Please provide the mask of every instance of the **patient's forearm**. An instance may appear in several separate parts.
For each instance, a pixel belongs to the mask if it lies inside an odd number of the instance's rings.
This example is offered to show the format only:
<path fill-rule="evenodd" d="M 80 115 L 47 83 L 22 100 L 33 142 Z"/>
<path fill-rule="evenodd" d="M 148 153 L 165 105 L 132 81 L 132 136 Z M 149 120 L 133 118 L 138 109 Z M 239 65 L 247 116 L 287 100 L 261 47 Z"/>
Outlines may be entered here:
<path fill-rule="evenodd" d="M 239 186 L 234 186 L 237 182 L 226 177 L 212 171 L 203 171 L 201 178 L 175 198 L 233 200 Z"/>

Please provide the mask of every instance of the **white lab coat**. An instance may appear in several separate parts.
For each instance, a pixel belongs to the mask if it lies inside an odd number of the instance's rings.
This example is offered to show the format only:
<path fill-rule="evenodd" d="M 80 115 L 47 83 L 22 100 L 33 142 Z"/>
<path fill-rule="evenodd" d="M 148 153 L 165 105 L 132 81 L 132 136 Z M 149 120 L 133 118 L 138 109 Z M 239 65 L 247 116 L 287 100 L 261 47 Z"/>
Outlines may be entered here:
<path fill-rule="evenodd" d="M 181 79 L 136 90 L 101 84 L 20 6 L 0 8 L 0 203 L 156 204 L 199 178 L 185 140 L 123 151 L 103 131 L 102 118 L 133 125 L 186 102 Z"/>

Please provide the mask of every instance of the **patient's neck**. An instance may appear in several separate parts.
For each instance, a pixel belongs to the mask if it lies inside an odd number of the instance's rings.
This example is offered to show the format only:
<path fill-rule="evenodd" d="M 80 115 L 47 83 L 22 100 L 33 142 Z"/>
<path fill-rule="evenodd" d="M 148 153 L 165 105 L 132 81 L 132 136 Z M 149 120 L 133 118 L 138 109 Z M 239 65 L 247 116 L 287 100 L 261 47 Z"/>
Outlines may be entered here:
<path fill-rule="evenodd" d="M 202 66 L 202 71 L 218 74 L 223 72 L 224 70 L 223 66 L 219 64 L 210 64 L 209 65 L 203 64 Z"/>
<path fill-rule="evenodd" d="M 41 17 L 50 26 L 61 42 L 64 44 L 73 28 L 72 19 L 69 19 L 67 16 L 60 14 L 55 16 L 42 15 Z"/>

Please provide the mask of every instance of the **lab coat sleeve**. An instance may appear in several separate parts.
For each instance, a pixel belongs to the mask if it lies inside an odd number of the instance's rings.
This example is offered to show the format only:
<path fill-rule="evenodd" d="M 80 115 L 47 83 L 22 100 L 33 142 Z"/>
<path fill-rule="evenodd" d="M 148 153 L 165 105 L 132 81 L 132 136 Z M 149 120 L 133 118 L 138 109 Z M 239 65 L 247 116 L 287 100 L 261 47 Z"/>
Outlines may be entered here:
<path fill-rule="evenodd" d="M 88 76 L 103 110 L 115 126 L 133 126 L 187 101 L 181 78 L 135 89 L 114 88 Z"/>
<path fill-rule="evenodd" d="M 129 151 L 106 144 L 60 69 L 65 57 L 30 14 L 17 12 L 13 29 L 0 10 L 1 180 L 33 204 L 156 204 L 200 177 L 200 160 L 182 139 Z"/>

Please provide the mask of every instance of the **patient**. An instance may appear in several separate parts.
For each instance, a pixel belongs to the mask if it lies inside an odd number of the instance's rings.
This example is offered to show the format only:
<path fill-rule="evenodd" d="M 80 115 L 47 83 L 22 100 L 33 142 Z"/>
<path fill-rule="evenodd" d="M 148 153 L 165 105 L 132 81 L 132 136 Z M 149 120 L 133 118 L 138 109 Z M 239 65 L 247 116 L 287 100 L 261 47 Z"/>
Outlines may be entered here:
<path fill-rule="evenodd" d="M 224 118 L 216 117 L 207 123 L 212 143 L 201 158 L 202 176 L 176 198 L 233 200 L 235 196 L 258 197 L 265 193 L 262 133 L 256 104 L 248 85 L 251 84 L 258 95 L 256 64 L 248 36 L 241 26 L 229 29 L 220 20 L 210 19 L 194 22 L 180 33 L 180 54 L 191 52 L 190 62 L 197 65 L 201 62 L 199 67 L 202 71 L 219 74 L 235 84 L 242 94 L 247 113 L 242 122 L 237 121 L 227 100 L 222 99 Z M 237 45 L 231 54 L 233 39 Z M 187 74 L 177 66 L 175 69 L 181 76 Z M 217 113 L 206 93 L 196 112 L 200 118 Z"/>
-=-=-=-=-
WHAT IS EXPECTED >> Convert the rows above into a two-column CSV with the header "prompt" and "response", one line per row. Put each row's text in "prompt" and its answer in "response", each as a single quoted field with line breaks replaced by spaces.

RESPONSE TO THE EXERCISE >>
prompt,response
"Please provide the mask of every instance of the **patient's forearm**. An instance may appear in several separate parts. For each instance, a pixel belongs to the mask if it lies inside an odd number of the instance's rings. This example is offered to show the format only: <path fill-rule=""evenodd"" d=""M 80 115 L 47 83 L 22 100 L 33 142 Z""/> <path fill-rule=""evenodd"" d=""M 148 153 L 165 105 L 132 81 L 132 136 Z M 149 120 L 133 118 L 138 109 Z M 239 65 L 247 116 L 287 100 L 261 47 Z""/> Outlines may be entered here:","<path fill-rule=""evenodd"" d=""M 239 186 L 234 186 L 237 182 L 226 177 L 212 171 L 203 171 L 201 178 L 175 198 L 233 200 Z""/>"
"Please provide the mask of every instance of the **white lab coat**. An instance may appear in several separate parts. For each instance, a pixel belongs to the mask if it lies inside an odd number of the instance's rings. This example is offered to show the format only: <path fill-rule=""evenodd"" d=""M 80 115 L 47 83 L 22 100 L 33 142 Z""/> <path fill-rule=""evenodd"" d=""M 148 153 L 165 105 L 132 81 L 132 136 Z M 149 120 L 133 118 L 138 109 Z M 239 65 L 247 116 L 287 100 L 261 47 Z""/> Outlines may be entered here:","<path fill-rule=""evenodd"" d=""M 181 79 L 136 90 L 101 84 L 20 6 L 0 8 L 0 203 L 156 204 L 199 178 L 185 140 L 123 151 L 103 131 L 102 118 L 133 125 L 186 102 Z""/>"
"Please provide the mask of every instance of the **patient's neck**. An instance may appear in several separate parts. For each instance, a pixel belongs to the mask if it lies inside an odd number of the instance's rings. This example is offered to show the format only: <path fill-rule=""evenodd"" d=""M 80 115 L 47 83 L 22 100 L 33 142 Z""/> <path fill-rule=""evenodd"" d=""M 148 153 L 165 105 L 132 81 L 132 136 Z M 149 120 L 133 118 L 138 109 Z M 239 65 L 247 116 L 287 100 L 261 47 Z""/> Outlines may be entered here:","<path fill-rule=""evenodd"" d=""M 202 66 L 202 71 L 218 74 L 223 72 L 224 70 L 223 66 L 219 64 L 210 64 L 209 65 L 203 64 Z""/> <path fill-rule=""evenodd"" d=""M 41 17 L 50 26 L 61 42 L 64 44 L 73 28 L 72 19 L 69 19 L 67 16 L 60 14 L 55 16 L 42 15 Z""/>"
"Please provide the mask of every instance of the **lab coat sleeve**. An instance may appear in several separate parts. For each instance, a pixel belongs to the mask if it lies inside an odd number of the instance's rings. This example is offered to show the format only: <path fill-rule=""evenodd"" d=""M 80 115 L 47 83 L 22 100 L 33 142 Z""/> <path fill-rule=""evenodd"" d=""M 148 153 L 165 105 L 132 81 L 132 136 Z M 149 120 L 133 118 L 138 109 Z M 239 65 L 247 116 L 287 100 L 261 47 Z""/> Outlines may be entered here:","<path fill-rule=""evenodd"" d=""M 88 76 L 103 110 L 115 126 L 133 126 L 187 101 L 181 78 L 135 89 L 114 88 Z""/> <path fill-rule=""evenodd"" d=""M 129 151 L 106 144 L 60 69 L 65 57 L 30 14 L 17 12 L 13 29 L 0 10 L 1 180 L 33 204 L 156 204 L 200 177 L 200 160 L 182 139 Z""/>"
"Please provide the mask of every instance of the **patient**. An instance may appear in several separate parts. For each instance, a pixel belongs to the mask if it lies inside an odd number of the instance's rings. This example is offered to show the format only: <path fill-rule=""evenodd"" d=""M 80 115 L 47 83 L 22 100 L 33 142 Z""/> <path fill-rule=""evenodd"" d=""M 148 153 L 165 105 L 132 81 L 132 136 Z M 149 120 L 133 118 L 138 109 Z M 239 65 L 247 116 L 287 100 L 261 47 Z""/> Outlines may be entered here:","<path fill-rule=""evenodd"" d=""M 224 118 L 216 117 L 207 123 L 212 143 L 201 158 L 202 176 L 176 198 L 233 200 L 235 196 L 258 197 L 265 193 L 262 133 L 256 104 L 248 85 L 251 84 L 258 95 L 256 64 L 248 36 L 241 26 L 229 29 L 220 20 L 210 19 L 194 22 L 180 33 L 180 54 L 191 52 L 190 62 L 197 65 L 201 62 L 199 67 L 202 71 L 219 74 L 235 84 L 242 94 L 247 113 L 242 122 L 237 121 L 227 100 L 222 99 Z M 237 45 L 231 54 L 233 39 Z M 187 74 L 177 66 L 175 69 L 181 76 Z M 217 113 L 206 93 L 196 112 L 200 118 Z""/>"